**Problem A**
According to the Edward Bevan biography, in what year did Bevan obtain his doctorate of medicine from the University of St Andrews?
**Problem B**
Please edit everything in the Edward Bevan biography from "The first edition" down to "and valuable matter.", putting "beekeeper" in place of "apiarian".

**Extract provided**
# # #
= Edward Bevan (physician) =

Edward Bevan (8 July 1770, London – 31 January 1860, Hereford) was an English physician and apiarist, known for his 1827 treatise on honey bees (and a revised, enlarged edition in 1838).

Edward Bevan attended four years of grammar school in Wotton-under-Edge (where he was appointed school captain) and then studied at the college school in Hereford. In that town he was apprenticed to a surgeon and then went to London. There he became a student at St Bartholomew's Hospital, where he attended three academic sessions of lectures given by John Abernethy, John Latham, and William Austin. Bevan obtained his higher doctorate of medicine (research degree) in 1818 from the University of St Andrews. He spent five years working as an assistant to Dr. John Clarke in Mortlake and then practised medicine on his own account at Stoke-upon-Trent and afterward at Congleton in the county of Cheshire. There he married a daughter of an apothecary and spent twelve years practising medicine. He then returned to Mortlake, where he assisted Samuel Parkes in London in the preparation of the third and revised edition of Parkes's Rudiments of Chemistry. After two years practicing in Mortlake, Bevan retired to a small rural estate at Bridstow in the county of Herefordshire. There he developed an apiary which already existed on the property he purchased.

The first edition of his book on bees was issued in 1827, with the title, ‘The Honey-Bee: its Natural History, Physiology, and Management.’ This treatise at once established the author's reputation as a scientific apiarian, and was read wherever the bee is regarded as an object of interest. The second edition, published in 1838, is dedicated to her Majesty. In it the author has included much new and valuable matter.

In 1833 he was one of the founders of the Royal Entomological Society. In 1849 he moved from Bridstow to Hereford.

Bevan also wrote a paper on the 'Honey-Bee Communities' in the first volume of the 'Magazine of Zoology and Botany,' and published a few copies of ' Hints on the History and Management of the Honey-Bee,' which had formed the substance of two lectures read before the Hereford Literary Institution in the winter of 1850–51.

In 1870 William Augustus Munn, F.R.H.S., published a third edition of The Honey-Bee: its Natural History, Physiology, and Management.
# # #
Annotated photo localization data:
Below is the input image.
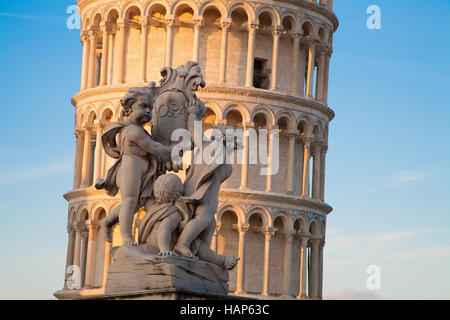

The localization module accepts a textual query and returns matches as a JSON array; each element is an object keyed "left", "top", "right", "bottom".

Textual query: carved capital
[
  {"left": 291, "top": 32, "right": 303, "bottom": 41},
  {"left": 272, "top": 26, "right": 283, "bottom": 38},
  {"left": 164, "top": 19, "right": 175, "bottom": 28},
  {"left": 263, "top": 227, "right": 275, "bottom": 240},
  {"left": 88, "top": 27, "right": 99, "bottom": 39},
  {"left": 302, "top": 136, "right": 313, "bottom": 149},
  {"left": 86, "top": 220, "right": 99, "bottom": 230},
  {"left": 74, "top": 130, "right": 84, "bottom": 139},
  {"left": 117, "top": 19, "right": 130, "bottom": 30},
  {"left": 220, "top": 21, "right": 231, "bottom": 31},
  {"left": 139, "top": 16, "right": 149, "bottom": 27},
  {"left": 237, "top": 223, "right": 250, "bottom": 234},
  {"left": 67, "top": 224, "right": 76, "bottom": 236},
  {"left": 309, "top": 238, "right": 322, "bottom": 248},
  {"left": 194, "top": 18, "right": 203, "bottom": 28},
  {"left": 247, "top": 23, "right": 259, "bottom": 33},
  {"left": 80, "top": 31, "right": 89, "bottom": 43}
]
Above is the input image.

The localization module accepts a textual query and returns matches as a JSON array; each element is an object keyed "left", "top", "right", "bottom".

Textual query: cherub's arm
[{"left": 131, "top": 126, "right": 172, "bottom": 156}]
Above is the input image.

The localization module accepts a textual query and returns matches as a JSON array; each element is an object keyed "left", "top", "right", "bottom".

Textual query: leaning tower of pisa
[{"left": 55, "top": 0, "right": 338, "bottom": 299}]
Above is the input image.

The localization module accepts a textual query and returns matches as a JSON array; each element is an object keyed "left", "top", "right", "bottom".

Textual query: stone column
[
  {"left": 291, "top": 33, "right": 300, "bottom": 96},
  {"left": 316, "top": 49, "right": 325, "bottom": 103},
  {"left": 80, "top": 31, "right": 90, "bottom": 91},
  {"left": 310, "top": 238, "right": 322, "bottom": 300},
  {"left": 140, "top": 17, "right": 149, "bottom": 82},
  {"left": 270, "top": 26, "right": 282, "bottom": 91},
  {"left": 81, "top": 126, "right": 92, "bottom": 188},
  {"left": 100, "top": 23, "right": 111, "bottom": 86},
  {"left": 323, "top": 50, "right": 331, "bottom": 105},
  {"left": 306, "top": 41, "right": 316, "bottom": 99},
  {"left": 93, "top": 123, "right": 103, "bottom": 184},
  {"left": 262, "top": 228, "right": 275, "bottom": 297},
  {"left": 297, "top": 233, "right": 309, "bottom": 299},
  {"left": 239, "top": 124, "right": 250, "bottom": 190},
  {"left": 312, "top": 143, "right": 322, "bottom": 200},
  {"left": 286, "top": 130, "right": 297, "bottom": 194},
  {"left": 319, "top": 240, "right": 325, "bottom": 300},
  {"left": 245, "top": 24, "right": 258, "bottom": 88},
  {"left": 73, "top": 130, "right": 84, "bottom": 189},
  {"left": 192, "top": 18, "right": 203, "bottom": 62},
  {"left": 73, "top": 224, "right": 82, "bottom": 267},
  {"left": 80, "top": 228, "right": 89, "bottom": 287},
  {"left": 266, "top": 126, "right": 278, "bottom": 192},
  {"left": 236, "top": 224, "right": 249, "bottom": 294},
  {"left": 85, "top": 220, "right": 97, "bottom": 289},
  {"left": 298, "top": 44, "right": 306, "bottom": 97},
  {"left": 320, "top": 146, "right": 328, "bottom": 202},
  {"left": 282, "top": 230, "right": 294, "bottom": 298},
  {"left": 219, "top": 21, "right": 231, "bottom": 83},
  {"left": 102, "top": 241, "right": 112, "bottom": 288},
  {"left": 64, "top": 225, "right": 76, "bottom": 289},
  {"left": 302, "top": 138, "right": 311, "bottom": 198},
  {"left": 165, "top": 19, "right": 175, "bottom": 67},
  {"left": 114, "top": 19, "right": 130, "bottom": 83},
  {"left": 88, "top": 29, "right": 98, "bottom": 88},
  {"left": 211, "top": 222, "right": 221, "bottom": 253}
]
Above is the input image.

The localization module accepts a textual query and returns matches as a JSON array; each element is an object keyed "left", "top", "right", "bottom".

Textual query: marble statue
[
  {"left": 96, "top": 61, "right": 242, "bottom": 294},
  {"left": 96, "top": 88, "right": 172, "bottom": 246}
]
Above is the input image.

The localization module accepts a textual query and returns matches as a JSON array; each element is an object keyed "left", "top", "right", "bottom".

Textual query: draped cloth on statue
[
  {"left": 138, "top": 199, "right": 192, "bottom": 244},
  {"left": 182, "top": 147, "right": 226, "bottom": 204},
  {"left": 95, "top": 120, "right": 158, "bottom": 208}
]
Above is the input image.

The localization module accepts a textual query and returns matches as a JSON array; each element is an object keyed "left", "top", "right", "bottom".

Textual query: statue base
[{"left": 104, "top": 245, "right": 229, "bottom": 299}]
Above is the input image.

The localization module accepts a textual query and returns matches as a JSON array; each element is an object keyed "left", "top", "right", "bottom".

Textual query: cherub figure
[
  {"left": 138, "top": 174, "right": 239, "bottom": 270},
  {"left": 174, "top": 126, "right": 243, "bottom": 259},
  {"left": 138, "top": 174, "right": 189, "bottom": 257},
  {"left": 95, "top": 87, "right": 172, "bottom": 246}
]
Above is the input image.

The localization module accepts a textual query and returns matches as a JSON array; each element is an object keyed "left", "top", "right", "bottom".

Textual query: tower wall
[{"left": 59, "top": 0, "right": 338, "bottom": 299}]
# # #
**Exercise answer A**
1818

**Exercise answer B**
The first edition of his book on bees was issued in 1827, with the title, ‘The Honey-Bee: its Natural History, Physiology, and Management.’ This treatise at once established the author's reputation as a scientific beekeeper, and was read wherever the bee is regarded as an object of interest. The second edition, published in 1838, is dedicated to her Majesty. In it the author has included much new and valuable matter.